Work instructions —
1. Print the passage of the account of Kevin's medical history from "In Chicago, they’re" to "was no diagnosis.".
2. In the account of Kevin's medical history, on what holiday was Kevin discharged after his first long hospital stay?
3. Go on with the account of Kevin's medical history from the point where it stops.

Selected extract —
- - -

One afternoon, Helen invites me to see their new townhouse, a vast improvement over their last apartment: spacious and freshly painted with two bedrooms and newly rented furniture. Kevin is playing Wheel of Fortune on the computer and makes it quite clear that he does not want me to join him in the game, the beginning of an emerging pattern Helen and I sit down and begin to talk about Kevin’s medical history—a topic that I’ve never fully known.

She begins by telling me the long and tangled story of how they learned that Kevin has an immune deficiency:

“It’s different from other parents. They’re like, ‘Oh finally have a diagnosis.’ For us it’s kind of always something, and the diagnosis is not clear. So I say, ‘Oh I don’t know, maybe around when he was around four or five.’

The first thing was when he was four months old. He’s he got an abscess on his head, and a low fever, so we go to hospital, and they keep him in the hospital. And then after a week he’s changed so dramatically that he couldn’t breathe so he went to the intensive care. And they tried to figure out what’s wrong with him because just suddenly he can’t—he doesn’t have enough oxygen and he depends on a machine to breathe for how many? I can’t remember and then come out of intensive care and then get a fever again and then back to the intensive care. Back and forth for so long. At that time, he was in the hospital for four, almost four months in the hospital. I remember we discharged on Thanksgiving .

And at that time we just kept thinking, oh is he going to make it? And the doctor just kept saying he just has some kind of a, oh the name—I can always not remember it. But in the bone marrow they did a test and the bad cells eat the good cells. That’s the disease at that time that they say it is. They say in the whole world they only have twenty cases like this. So it’s a very rare disease at that time. But after four months we go home and we’re still scared and we keep visiting hospital, but eventually he getting better.

And then when he was two we moved to the Chicago Children’s Hospital, you know the famous one, so we went there and they repeated the tests about the bone marrow diagnosis that they did before in New York and they couldn’t see the same things. So we thought, ‘Oh, that disease disappeared?’ So we just didn’t know. And then actually between that he got anemia, hemolytic anemia where the hemoglobin drops very low. So he got that and they diagnosed him with hemolytic anemia. So he had two diagnosis.

In Chicago, they’re trying to find some—because he got a tumor—so they’re trying to find what’s the problem. So actually, everytime he had a different problem he got a different diagnosis. The first two diagnosis were in New York and then we moved to Chicago. So he got a tumor on the left chestal wall. And also they find that he always gets salmonella, which is a bacteria. Always. They gave very strong antibiotics. Normally two weeks for normal people it would be cleared up, but he would get it again back in his blood.

The doctors said inside it is cancerous. But they said that it was kind of inside—isolated—so they could remove it and it was no problem. They just very strict and they say he needs a CT scan every three month at that point. So after that we move to Delaware.

So there was no diagnosis.

So we also see an immunologist.

- - -

Data excerpts —
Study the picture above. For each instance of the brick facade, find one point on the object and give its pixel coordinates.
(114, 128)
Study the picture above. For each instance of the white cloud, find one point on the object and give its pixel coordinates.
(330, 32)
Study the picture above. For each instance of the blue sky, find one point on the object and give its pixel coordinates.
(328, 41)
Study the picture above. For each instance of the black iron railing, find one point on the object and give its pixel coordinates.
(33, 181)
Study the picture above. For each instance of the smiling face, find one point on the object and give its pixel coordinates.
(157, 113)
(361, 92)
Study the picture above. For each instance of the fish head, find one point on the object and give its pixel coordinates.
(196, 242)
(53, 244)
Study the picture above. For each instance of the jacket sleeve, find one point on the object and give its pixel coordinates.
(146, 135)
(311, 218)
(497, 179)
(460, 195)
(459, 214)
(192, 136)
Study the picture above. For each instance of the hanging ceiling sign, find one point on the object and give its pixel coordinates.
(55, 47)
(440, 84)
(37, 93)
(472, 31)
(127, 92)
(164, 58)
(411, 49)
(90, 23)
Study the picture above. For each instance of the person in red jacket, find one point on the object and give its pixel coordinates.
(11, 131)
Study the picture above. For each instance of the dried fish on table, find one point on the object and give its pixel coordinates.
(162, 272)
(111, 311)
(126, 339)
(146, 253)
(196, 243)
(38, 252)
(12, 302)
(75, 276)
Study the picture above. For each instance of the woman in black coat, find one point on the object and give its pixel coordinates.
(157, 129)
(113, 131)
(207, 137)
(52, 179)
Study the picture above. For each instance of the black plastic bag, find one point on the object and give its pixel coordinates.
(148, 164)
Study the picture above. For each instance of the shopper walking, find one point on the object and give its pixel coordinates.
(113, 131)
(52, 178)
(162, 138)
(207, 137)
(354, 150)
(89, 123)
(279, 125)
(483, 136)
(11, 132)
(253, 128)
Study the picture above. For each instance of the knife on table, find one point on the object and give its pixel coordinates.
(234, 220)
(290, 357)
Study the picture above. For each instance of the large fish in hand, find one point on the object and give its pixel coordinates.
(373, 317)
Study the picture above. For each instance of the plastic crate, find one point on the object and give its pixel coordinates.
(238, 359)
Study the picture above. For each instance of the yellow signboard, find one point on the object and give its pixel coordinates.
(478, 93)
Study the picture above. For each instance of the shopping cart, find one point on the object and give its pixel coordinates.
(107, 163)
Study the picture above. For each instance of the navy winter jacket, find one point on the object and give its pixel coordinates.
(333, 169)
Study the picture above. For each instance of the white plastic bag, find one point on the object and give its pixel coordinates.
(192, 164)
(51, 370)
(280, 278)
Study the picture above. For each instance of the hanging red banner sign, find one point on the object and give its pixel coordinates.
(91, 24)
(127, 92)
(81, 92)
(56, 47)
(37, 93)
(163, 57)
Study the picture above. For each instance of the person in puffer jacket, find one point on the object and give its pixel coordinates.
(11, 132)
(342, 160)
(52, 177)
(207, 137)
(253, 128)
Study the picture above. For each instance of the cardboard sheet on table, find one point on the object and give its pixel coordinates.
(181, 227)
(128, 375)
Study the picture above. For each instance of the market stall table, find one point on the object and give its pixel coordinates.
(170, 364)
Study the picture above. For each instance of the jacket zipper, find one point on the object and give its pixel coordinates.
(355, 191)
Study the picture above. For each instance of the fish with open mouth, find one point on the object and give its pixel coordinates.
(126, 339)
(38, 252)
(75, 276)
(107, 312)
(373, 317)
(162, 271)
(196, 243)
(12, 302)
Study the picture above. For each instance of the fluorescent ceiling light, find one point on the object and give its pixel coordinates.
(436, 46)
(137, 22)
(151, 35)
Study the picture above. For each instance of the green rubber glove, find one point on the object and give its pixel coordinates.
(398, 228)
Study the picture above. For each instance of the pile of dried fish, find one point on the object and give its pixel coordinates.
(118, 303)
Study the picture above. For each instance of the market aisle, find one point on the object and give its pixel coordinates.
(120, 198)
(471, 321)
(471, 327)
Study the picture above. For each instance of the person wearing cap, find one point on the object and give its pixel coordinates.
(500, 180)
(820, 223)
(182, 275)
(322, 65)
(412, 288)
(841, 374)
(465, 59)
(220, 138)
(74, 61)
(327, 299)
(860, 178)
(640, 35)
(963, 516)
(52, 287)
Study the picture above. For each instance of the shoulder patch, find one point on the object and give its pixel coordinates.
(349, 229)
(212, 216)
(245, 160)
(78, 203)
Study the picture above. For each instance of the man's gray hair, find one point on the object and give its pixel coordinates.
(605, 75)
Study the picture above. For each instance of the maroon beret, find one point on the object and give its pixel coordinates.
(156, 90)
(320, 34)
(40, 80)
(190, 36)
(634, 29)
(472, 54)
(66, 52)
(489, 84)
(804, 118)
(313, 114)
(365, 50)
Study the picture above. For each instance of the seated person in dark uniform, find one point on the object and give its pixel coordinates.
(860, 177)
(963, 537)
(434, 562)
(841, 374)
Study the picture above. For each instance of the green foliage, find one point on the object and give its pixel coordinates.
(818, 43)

- - -

Answers to the tasks —
1.
In Chicago, they’re trying to find some—because he got a tumor—so they’re trying to find what’s the problem. So actually, everytime he had a different problem he got a different diagnosis. The first two diagnosis were in New York and then we moved to Chicago. So he got a tumor on the left chestal wall. And also they find that he always gets salmonella, which is a bacteria. Always. They gave very strong antibiotics. Normally two weeks for normal people it would be cleared up, but he would get it again back in his blood.

The doctors said inside it is cancerous. But they said that it was kind of inside—isolated—so they could remove it and it was no problem. They just very strict and they say he needs a CT scan every three month at that point. So after that we move to Delaware.

So there was no diagnosis.

2. Thanksgiving.

3.
He’s maybe also famous in that field, so we saw him several times and he also did lots of testing. And we said, ‘What is the problem?’ And he said definitely some kind of immune system problem, but so far they couldn’t find what exactly the name is. They couldn’t find exactly what it was. He said if you really want a name, you can call it Situ disease, use his name. So from that point we just beginning to use immune deficiency.

So it’s kind of like at every age he has something.

Normally he has a most normal life, he goes to school, and I just always think maybe when he gets older his immune system will get better. But he always have salmonella in blood or lymph node—he always have a swollen lymph node, or maybe gum infection, it’s swollen and they find that also is salmonella. He got some bone pain [in leg] and some abscess [on head], they find that is also salmonella. Salmonella it seems they can never treat it. He’s on antibiotics, but he always has these things.

All of this keeps happening like every month, or every three months, always a little this or a little that, he always having surgery, take that lymph node out, or ya know, just, and then doctor just told us he feel his immune system is getting worse each year he do tests and they are getting worse.”

She explains the different doctors and treatment options that they had to chose from before settling on Duke’s Dr. Joanne Kurtzberg who would perform a cord blood transplant. She continues to talk about preparations for the transplant at Duke:“They only left 25% percent spleen, because they explain that will prevent rejection in engrafting. They do it to some patients, but they feel Kevin needed that. So actually, they think a lot for Kevin, but he results still reject.

But we just don’t know, it’s so hard. They didn’t start growing. It’s very slow, and the doctors have different opinions and some of them say, oh 1%, there’s no hope for that. But Dr. Kurtzberg say, she see one patients after six months form 1% grow to 20% or something like that, so she’s trying hard to hold on to Kevin’s 1%, but actually 1% isn’t really 1%, just tiny little.

So before he got the fungus infection, we just waited, waited. Everytime doctor Kurtzberg thought we just have to wait, maybe we can see it in the blood. So, she’s really hoping a lot, but different doctors have different feelings. She always say he have a chance, but I think it’s hard to hope that way. But she’s hoping, she put in high dose of Cyclospron to help the little donor cells grow more, but otherwise that one suppress his immune system, so it’s kind of hard to balance it.

So when he got a fungus infection you can’t really tell if they suppressed it too hard, or if his underlying problem comes up, it’s really hard to tell. But this is his problem and it’s hard to balance. So at that point he’s really high dose of Cyclosporin. That medicine is really suppressing his immune system. So she kept him on a little bit, so she may have her own about Kevin.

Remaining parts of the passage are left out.